(MATERIAL PROVIDED begins)
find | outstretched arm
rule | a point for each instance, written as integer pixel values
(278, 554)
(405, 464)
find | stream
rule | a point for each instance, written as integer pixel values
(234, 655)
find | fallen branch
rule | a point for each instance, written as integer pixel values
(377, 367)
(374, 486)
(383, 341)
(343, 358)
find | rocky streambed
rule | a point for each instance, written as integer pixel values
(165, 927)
(MATERIAL PROVIDED ends)
(MATERIAL PROVIDED begins)
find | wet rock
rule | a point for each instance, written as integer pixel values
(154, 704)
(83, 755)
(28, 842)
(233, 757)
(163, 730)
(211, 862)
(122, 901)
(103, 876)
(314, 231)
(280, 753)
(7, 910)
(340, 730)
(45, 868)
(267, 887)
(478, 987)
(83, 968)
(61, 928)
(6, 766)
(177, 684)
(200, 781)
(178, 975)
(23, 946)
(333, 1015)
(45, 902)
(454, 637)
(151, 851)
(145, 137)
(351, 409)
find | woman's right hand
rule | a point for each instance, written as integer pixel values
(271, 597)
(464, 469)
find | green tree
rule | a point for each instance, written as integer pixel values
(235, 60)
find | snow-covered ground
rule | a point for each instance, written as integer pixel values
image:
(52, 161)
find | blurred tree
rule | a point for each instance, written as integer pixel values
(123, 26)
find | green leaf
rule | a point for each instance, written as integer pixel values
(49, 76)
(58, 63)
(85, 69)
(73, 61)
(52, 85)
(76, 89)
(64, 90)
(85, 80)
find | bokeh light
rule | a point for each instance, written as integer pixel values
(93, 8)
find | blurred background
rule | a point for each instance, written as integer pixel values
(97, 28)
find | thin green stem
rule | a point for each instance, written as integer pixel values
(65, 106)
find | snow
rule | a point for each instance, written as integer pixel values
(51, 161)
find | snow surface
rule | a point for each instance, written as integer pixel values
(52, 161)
(MATERIAL PROVIDED ends)
(MATERIAL PROVIDED begins)
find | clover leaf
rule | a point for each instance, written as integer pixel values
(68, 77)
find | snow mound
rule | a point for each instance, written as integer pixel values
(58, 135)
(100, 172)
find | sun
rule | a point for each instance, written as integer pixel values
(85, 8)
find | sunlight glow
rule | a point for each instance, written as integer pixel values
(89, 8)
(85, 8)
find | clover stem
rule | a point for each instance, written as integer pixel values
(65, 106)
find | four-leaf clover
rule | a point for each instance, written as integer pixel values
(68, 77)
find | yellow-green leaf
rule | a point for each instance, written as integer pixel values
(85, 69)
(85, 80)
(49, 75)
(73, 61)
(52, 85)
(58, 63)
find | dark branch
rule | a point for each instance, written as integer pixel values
(MATERIAL PROVIDED ends)
[WORK TO BE COMPLETED] Looking at the data above, count each line that holds the word "green" and report the count alone.

[RESPONSE BELOW] 4